══ TEXTE CITÉ ══

Photo: Štěpánka Budková
« Rentre chez toi, Ivan, Natasha t’attend. Rentre chez toi, Ivan, les filles ne t’aiment pas ici. Rentre chez toi, Ivan, Natasha t’attend. Rentre chez toi et ne reviens plus. ». Telle sont les paroles du premier couplet de cette fameuse chanson…

Tchèques et Slovaques auront dû attendre jusqu’en 1991 pour que les plus de 70 000 soldats soviétiques qui opéraient dans leur pays depuis 1968 quittent une bonne fois pour toutes le territoire de l’ancienne Tchécoslovaquie. Un départ qu’ils réclamaient donc depuis vingt-trois ans et qui s’exprimait, entre autres, à travers les paroles de cette chanson composée dans les jours qui ont suivi l’entrée des chars soviétiques le 21 août 1968. Cette chanson commence avec cette phrase en forme d’avertissement : « Vážení přátelé, píseň kterou právě slyšíte jsme nazvali dobře míněná rada » - « Chers amis, nous avons intitulé la chanson que vous êtes en train d’écouter ‘un conseil bien intentionné’ », comprenez donc « Rentre chez toi, Ivan » - « Běž domů, Ivane ». Cet Ivan, nom très courant en Russie et qui évoque entre autres bien entendu Ivan le Terrible, vous l’aurez compris, désigne l’ensemble des soldats russes, tandis que Natasha désigne les femmes russes restées seules chez elles. Historien auteur d’une conférence intitulée « Humor pod pásy tanků » - « L’humour sous les chenilles des chars », Jindřich Marek explique cet usage d’un type de rire bien spécifique :

« Une des réactions marquantes du peuple tchèque à l’occupation du pays par des forces armées contre lesquelles les civils pouvaient difficilement lutter a été précisément de recourir à l’humour. Vous avez plusieurs possibilités pour réagir dans ce genre de situations. Vous pouvez faire des actes terroristes désespérés ou descendre deux ou trois soldats, mais tout cela ne fait généralement que provoquer une nouvelle vague de répression. Vous pouvez aussi protester de façon pacifique et manifester votre résistance passive avec une résignation propre aux bouddhistes par exemple. Les Tchèques, eux, ont choisi une troisième possibilité. Après le choc de l’agression le 21 août, une fois les larmes versées et l’amertume ravalée, ils ont recouru à une forme d’humour noir pour se moquer de l’occupant. C’est une façon de faire très humaine et même sympathique. Ce qu’ils ont voulu exprimer, c’est qu’ils refusaient de se comporter comme les occupants, ils refusaient de tuer pour rester des hommes dignes. Ils ont voulu faire comprendre aux occupants à quel point ils étaient de pauvres types ridicules. C’est ainsi que de nombreux slogans, affiches, inscriptions et autres jeux de mots sont apparus un peu partout. »

═══

# CONSIGNE 1:
D'après le texte cité, en quelle année les soldats soviétiques ont-ils quitté le territoire de l'ancienne Tchécoslovaquie ?
Le texte cité et les lignes de données n'ont pas la même origine.

══ DONNÉES AFFICHÉES ══

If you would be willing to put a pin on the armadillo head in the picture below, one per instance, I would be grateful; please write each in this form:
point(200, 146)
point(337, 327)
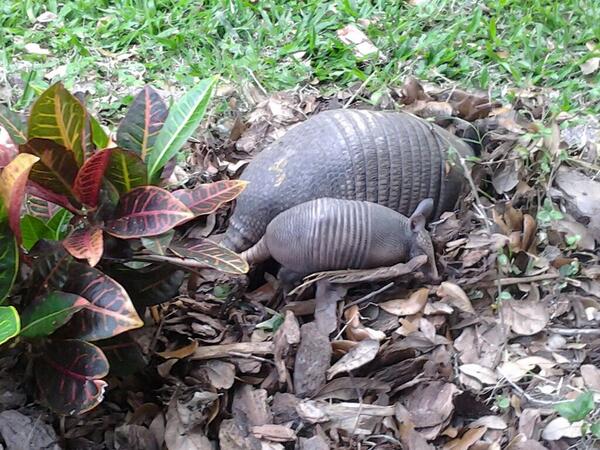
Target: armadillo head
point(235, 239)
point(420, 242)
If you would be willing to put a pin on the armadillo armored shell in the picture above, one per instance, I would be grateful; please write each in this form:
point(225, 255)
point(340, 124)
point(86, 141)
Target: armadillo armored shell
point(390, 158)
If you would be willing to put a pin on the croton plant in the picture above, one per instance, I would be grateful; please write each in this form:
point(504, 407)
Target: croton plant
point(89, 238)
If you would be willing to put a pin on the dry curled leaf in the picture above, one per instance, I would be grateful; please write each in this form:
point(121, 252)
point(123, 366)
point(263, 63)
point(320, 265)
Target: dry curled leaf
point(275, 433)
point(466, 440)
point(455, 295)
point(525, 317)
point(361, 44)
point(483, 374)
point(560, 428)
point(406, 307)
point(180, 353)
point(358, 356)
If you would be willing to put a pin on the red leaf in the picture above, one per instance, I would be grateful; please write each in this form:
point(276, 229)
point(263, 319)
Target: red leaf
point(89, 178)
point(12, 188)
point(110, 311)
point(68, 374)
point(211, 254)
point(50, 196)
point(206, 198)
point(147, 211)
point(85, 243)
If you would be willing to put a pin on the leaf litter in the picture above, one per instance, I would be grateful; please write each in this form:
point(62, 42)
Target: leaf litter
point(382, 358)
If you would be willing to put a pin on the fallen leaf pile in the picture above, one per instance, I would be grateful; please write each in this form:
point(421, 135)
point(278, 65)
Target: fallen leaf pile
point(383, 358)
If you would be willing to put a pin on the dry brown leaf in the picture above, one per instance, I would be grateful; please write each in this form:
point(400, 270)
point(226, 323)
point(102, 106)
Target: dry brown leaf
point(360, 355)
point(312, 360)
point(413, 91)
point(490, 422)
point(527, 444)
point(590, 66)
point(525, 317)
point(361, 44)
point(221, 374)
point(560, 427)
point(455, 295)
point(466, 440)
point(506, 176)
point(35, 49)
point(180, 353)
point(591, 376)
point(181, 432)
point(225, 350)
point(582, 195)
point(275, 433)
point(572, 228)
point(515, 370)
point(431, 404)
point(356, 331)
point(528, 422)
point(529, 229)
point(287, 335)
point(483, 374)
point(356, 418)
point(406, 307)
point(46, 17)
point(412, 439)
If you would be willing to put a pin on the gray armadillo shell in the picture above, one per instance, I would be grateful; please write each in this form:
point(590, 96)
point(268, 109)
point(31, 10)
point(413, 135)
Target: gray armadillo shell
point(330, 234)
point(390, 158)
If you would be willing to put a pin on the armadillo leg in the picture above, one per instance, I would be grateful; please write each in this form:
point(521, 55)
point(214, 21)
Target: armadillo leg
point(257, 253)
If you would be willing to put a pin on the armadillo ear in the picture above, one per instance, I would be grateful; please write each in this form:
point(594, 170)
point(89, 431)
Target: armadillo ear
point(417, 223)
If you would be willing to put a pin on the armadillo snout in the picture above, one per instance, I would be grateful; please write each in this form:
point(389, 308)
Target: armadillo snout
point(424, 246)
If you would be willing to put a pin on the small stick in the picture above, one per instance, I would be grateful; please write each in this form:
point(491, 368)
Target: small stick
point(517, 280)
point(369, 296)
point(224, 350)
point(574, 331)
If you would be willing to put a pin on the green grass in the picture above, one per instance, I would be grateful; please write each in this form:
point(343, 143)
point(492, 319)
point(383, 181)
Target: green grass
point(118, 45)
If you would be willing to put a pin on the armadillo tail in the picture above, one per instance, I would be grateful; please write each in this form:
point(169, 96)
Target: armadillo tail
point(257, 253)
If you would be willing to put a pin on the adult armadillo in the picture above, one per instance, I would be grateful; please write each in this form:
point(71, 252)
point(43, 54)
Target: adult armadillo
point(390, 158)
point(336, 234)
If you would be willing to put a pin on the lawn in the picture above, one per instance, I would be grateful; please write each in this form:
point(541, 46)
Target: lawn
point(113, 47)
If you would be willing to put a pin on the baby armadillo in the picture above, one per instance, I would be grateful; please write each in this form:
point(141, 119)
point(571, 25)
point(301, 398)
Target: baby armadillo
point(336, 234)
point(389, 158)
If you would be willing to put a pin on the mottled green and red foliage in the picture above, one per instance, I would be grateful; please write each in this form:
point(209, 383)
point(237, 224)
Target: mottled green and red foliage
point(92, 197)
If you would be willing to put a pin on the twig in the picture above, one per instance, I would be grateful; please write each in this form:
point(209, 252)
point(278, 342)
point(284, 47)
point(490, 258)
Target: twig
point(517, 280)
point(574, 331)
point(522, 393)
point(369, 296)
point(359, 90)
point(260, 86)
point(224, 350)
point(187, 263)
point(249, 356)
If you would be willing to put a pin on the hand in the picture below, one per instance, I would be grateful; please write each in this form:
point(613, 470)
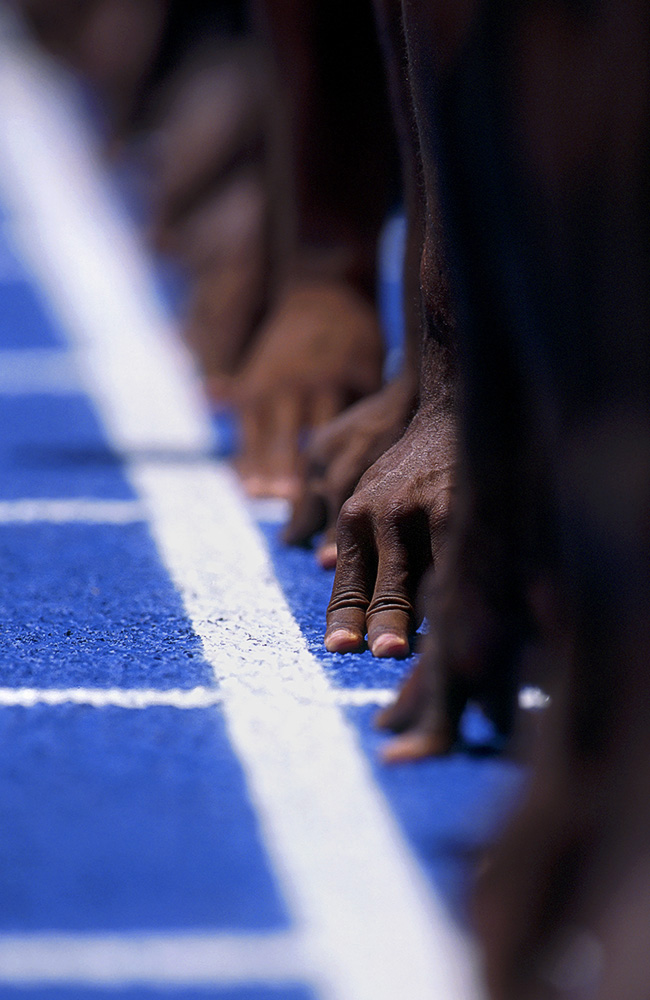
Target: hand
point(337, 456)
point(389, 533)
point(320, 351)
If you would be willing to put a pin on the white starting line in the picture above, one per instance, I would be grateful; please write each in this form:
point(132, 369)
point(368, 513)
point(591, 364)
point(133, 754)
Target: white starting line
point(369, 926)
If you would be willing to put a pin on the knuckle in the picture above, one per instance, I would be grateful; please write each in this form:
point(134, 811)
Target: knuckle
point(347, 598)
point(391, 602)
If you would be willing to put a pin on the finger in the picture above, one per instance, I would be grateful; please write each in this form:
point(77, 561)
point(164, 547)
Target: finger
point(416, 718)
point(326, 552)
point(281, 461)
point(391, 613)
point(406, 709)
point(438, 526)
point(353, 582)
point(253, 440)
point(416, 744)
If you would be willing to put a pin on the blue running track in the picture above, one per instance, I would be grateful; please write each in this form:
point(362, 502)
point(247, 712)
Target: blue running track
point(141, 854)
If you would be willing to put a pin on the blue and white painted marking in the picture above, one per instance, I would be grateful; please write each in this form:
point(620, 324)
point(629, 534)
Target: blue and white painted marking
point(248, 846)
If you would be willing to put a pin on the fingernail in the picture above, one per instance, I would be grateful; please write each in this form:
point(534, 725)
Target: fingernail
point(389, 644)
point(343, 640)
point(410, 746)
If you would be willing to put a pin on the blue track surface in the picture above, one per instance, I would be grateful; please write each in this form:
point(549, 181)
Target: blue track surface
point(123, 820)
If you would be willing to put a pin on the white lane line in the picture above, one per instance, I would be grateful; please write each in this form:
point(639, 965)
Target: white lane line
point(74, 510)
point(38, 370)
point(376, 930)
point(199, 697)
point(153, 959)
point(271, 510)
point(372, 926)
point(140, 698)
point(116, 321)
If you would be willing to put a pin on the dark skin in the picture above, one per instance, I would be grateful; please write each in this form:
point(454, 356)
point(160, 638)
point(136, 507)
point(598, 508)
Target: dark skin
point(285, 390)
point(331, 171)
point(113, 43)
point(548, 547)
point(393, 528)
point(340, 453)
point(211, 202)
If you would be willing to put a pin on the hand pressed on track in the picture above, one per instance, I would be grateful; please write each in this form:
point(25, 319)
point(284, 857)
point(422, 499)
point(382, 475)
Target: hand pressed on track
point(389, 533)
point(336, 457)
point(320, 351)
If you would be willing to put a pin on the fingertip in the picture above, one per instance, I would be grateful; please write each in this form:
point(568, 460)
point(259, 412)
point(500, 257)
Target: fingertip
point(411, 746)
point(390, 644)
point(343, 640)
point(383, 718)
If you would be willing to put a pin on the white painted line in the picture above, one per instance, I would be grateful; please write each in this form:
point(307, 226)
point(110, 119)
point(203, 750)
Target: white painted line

═══

# CONSIGNE 2:
Mettez sous forme de liste numérotée les lignes de données, en commençant au début de ces lignes et en terminant à la ligne qui contient « point(358, 356) », les deux bouts compris. Omettez les lignes vides et ne reprenez pas les images.

# RÉSULTAT 1:
En 1991.

# RÉSULTAT 2:
1. If you would be willing to put a pin on the armadillo head in the picture below, one per instance, I would be grateful; please write each in this form:
2. point(200, 146)
3. point(337, 327)
4. Target: armadillo head
5. point(235, 239)
6. point(420, 242)
7. If you would be willing to put a pin on the armadillo armored shell in the picture above, one per instance, I would be grateful; please write each in this form:
8. point(225, 255)
9. point(340, 124)
10. point(86, 141)
11. Target: armadillo armored shell
12. point(390, 158)
13. If you would be willing to put a pin on the croton plant in the picture above, one per instance, I would be grateful; please write each in this form:
14. point(504, 407)
15. Target: croton plant
16. point(89, 238)
17. If you would be willing to put a pin on the dry curled leaf in the picture above, one per instance, I would be grateful; please write each in this form:
18. point(121, 252)
19. point(123, 366)
20. point(263, 63)
21. point(320, 265)
22. Target: dry curled leaf
23. point(275, 433)
24. point(466, 440)
25. point(455, 295)
26. point(525, 317)
27. point(361, 44)
28. point(483, 374)
29. point(560, 428)
30. point(406, 307)
31. point(180, 353)
32. point(358, 356)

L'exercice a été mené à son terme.